• Written problem: Quote each line exactly, from the line that contains "Locate the stool leg" down to the last line of the listing, and no other lines.

[Stored items from a collection]
Start
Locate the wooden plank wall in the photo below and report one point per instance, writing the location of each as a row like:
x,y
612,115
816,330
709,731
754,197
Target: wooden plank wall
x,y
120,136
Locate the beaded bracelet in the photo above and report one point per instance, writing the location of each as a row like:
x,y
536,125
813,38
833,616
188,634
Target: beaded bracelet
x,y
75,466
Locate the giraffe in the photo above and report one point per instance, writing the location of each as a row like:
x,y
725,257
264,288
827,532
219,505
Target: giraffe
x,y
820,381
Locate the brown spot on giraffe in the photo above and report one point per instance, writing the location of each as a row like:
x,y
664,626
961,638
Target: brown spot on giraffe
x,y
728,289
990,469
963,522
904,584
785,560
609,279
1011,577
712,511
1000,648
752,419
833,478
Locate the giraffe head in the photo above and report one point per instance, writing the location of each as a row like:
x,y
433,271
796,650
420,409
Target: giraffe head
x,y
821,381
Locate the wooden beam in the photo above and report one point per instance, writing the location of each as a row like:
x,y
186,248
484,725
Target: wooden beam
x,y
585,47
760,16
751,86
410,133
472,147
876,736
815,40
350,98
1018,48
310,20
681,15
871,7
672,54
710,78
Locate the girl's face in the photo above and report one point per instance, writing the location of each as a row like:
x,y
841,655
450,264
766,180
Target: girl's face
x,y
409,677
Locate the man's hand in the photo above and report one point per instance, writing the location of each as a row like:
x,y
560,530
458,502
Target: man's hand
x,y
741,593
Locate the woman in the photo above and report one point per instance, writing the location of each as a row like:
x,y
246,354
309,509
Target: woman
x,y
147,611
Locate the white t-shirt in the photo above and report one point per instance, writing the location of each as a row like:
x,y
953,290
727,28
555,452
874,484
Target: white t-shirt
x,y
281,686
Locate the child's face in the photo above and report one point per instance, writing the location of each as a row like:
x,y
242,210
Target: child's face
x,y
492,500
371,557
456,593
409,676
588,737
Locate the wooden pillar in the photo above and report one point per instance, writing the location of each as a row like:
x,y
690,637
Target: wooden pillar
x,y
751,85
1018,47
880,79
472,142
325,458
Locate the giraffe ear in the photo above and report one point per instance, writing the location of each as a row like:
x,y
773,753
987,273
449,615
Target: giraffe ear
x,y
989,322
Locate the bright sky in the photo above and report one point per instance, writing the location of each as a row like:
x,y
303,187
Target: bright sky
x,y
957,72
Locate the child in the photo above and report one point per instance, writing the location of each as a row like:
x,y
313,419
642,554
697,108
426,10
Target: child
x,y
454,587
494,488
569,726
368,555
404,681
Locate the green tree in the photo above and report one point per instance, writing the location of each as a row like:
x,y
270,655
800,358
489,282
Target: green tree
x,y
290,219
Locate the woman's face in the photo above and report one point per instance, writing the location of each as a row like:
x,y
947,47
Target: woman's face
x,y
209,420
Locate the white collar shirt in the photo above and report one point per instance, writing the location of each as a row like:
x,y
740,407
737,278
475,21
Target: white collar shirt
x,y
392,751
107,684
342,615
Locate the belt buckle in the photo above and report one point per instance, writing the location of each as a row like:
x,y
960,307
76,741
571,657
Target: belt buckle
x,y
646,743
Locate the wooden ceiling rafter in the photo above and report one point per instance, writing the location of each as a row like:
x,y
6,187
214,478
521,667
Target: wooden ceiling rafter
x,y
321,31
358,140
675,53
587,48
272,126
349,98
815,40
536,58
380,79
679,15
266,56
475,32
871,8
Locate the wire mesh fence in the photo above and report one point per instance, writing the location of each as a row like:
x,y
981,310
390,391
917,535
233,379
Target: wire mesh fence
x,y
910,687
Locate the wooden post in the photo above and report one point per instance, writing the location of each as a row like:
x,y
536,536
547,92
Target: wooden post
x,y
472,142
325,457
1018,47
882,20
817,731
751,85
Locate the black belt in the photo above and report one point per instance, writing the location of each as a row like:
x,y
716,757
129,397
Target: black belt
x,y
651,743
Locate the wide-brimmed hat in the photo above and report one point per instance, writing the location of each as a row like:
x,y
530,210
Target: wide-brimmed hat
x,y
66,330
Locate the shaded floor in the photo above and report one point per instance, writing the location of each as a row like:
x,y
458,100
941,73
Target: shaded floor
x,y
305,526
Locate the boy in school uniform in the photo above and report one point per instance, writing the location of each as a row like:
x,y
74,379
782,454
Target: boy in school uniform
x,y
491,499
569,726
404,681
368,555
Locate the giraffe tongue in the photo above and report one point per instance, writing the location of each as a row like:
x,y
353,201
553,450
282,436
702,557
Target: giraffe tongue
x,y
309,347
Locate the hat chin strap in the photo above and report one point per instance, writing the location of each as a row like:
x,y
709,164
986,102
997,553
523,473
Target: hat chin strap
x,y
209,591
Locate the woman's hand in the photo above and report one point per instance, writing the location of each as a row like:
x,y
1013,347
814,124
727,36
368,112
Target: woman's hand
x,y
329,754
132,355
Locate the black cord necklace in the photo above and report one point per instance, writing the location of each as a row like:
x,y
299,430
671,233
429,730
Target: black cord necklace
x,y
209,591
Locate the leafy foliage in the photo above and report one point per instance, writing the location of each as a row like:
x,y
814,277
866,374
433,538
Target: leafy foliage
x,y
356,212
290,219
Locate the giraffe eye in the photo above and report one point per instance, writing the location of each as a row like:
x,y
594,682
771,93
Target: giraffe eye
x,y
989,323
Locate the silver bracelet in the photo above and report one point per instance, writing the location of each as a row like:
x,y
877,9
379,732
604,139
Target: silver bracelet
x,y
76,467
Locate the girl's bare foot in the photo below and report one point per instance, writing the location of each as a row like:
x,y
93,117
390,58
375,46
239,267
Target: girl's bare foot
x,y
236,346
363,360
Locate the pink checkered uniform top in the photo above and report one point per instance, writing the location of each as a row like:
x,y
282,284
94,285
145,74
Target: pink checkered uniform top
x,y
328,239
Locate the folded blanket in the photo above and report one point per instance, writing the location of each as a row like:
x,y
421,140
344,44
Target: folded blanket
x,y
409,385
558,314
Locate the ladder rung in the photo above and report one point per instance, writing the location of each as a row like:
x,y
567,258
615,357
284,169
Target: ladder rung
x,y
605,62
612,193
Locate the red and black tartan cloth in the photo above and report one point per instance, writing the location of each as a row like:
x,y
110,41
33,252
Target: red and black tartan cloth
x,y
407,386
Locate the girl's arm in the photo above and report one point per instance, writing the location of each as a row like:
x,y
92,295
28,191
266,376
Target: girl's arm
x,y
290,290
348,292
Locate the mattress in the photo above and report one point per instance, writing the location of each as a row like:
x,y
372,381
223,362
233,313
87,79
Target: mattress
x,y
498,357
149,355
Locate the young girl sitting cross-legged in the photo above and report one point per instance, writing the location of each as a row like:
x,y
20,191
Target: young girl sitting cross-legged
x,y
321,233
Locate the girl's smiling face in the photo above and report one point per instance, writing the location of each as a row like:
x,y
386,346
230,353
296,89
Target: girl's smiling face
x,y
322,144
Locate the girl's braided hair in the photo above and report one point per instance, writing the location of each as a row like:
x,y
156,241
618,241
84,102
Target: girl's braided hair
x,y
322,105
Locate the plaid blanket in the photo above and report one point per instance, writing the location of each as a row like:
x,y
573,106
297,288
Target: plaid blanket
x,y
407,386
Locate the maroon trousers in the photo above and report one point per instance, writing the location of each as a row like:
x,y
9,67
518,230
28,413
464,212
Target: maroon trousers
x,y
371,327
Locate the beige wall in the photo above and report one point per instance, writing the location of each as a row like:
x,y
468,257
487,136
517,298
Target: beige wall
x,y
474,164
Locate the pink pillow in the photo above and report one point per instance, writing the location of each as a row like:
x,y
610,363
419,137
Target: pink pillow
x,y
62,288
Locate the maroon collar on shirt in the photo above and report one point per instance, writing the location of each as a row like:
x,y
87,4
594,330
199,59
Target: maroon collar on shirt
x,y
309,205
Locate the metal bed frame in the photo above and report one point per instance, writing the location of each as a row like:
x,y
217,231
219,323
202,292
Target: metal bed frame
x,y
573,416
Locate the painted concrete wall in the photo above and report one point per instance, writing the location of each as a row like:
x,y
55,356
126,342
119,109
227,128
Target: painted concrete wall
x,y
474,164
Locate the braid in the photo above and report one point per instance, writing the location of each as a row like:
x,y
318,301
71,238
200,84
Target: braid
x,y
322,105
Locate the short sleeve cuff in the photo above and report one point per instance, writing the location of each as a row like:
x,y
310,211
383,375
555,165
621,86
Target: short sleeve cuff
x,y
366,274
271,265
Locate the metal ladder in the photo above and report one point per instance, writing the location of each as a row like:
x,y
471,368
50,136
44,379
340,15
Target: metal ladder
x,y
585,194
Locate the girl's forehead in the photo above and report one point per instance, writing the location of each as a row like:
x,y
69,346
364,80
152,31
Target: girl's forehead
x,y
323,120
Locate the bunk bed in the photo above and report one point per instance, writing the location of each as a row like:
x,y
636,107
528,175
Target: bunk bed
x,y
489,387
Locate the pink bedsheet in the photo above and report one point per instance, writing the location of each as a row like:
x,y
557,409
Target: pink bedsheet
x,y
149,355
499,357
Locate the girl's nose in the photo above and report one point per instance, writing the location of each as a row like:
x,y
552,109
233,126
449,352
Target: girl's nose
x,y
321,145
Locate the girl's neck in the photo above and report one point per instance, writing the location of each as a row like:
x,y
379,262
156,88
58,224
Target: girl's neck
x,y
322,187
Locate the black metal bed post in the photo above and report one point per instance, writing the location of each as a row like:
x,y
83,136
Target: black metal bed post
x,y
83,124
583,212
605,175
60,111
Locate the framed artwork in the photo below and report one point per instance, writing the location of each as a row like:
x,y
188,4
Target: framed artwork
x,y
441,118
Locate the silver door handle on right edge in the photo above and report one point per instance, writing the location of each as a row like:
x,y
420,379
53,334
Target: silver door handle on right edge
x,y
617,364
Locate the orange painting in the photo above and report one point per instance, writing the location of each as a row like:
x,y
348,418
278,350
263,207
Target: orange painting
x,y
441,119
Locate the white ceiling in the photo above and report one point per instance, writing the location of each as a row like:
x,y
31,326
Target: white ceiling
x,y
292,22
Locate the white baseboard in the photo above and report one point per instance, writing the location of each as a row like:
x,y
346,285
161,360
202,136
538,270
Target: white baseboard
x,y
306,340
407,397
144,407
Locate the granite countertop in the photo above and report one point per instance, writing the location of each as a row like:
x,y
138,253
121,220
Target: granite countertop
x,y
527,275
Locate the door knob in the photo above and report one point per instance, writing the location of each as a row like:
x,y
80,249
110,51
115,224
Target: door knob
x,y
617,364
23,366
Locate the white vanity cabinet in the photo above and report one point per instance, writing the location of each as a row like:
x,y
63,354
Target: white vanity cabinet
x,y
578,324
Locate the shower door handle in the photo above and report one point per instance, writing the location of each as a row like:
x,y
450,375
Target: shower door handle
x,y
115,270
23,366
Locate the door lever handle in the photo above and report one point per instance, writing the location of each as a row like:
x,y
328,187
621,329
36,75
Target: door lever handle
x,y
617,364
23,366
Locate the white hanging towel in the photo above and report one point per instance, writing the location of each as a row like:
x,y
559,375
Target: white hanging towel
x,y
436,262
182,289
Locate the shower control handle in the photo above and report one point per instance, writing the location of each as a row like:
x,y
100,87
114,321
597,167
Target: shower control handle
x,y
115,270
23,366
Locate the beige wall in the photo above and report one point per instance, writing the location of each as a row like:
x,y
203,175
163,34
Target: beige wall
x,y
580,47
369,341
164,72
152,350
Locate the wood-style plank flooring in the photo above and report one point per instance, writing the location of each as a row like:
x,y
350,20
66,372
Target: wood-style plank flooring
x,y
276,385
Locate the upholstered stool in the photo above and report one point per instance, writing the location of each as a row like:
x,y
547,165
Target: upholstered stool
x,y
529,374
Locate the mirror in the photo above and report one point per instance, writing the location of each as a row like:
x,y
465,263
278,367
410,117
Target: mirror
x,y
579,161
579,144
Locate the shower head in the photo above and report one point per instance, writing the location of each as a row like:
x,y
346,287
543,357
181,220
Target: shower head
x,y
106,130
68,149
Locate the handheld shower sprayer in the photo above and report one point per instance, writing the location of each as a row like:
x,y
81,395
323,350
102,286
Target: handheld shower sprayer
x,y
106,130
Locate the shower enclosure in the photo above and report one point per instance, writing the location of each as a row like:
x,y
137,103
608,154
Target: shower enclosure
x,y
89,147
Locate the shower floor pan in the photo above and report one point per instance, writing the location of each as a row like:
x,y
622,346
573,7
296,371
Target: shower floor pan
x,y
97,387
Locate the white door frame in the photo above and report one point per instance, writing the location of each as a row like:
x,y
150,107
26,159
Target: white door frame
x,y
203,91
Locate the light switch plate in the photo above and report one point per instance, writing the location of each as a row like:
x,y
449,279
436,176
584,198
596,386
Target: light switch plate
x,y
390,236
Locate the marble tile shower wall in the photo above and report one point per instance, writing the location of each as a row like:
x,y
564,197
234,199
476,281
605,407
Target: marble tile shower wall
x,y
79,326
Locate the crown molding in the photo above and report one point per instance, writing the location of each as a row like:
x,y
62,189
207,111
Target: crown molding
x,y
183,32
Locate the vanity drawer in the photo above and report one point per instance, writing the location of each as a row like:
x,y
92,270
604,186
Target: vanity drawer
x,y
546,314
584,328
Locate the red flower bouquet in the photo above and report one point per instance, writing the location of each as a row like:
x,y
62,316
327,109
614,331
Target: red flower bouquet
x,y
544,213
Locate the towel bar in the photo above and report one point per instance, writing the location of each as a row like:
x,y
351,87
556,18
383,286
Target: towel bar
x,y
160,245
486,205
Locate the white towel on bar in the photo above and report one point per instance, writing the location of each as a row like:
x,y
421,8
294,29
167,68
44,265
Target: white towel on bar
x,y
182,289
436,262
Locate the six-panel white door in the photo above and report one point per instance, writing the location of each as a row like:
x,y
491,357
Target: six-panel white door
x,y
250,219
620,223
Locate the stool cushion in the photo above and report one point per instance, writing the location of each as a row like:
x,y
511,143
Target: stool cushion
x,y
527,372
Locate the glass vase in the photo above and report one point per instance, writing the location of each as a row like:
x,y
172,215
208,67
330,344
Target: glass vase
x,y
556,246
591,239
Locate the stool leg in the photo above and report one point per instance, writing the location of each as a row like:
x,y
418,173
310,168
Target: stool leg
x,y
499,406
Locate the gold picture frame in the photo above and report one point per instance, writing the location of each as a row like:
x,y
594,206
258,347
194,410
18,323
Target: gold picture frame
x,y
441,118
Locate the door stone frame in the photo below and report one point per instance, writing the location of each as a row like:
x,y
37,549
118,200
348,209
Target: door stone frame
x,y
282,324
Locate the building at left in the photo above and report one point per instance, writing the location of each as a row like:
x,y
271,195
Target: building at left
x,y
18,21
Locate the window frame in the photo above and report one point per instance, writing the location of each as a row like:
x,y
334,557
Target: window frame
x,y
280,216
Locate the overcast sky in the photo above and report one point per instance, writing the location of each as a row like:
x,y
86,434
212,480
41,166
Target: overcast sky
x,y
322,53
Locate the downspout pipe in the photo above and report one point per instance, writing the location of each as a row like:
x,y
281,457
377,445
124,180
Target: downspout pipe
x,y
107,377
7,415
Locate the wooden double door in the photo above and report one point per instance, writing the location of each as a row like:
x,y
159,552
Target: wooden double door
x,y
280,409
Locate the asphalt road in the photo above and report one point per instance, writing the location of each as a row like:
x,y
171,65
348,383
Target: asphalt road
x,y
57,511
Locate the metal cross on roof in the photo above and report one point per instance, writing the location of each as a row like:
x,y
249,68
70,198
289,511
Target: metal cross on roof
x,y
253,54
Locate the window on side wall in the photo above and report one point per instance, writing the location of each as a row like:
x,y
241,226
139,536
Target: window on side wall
End
• Answer to this problem:
Locate the stool leg in the photo above and report one point per instance, writing the location of each as a row like:
x,y
418,173
310,168
Target: stool leg
x,y
499,406
Locate the gold picture frame in the photo above and report one point per instance, writing the location of each as a row like:
x,y
594,206
258,347
194,410
18,323
Target: gold picture frame
x,y
441,118
Locate the door stone frame in the photo below and report one point per instance, writing the location of each as a row like:
x,y
37,549
118,200
348,209
Target: door stone frame
x,y
282,324
Locate the building at left in the photo above and report one point per instance, writing the location of each as a row like:
x,y
271,195
Target: building at left
x,y
18,21
Locate the window frame in the photo above and report one point per instance, writing the location of each as a row like:
x,y
334,557
Target: window frame
x,y
280,216
Locate the overcast sky in the photo above and report one point per instance, writing the location of each as a row like:
x,y
86,434
212,480
41,166
Target: overcast sky
x,y
322,53
Locate the downspout pipe in the photo above and report one point per instance, writing the location of each as a row like:
x,y
281,457
377,445
124,180
Target: downspout pipe
x,y
107,377
7,415
Locate the wooden double door in the photo above and report one point per instance, writing the location of each as a row like:
x,y
159,552
Target: wooden double door
x,y
280,409
Locate the asphalt road in the photo above and report one point per instance, writing the location of each as a row like:
x,y
171,65
348,383
Target: asphalt road
x,y
57,511
Locate the metal cross on roof in the photo above and report one point per instance, writing the location of each as a row like:
x,y
249,68
70,198
289,511
Target: metal cross on roof
x,y
253,54
Locate the window on side wall in the photo above and report one point per instance, writing the location of each as a row like:
x,y
241,226
139,536
Target: window on side wall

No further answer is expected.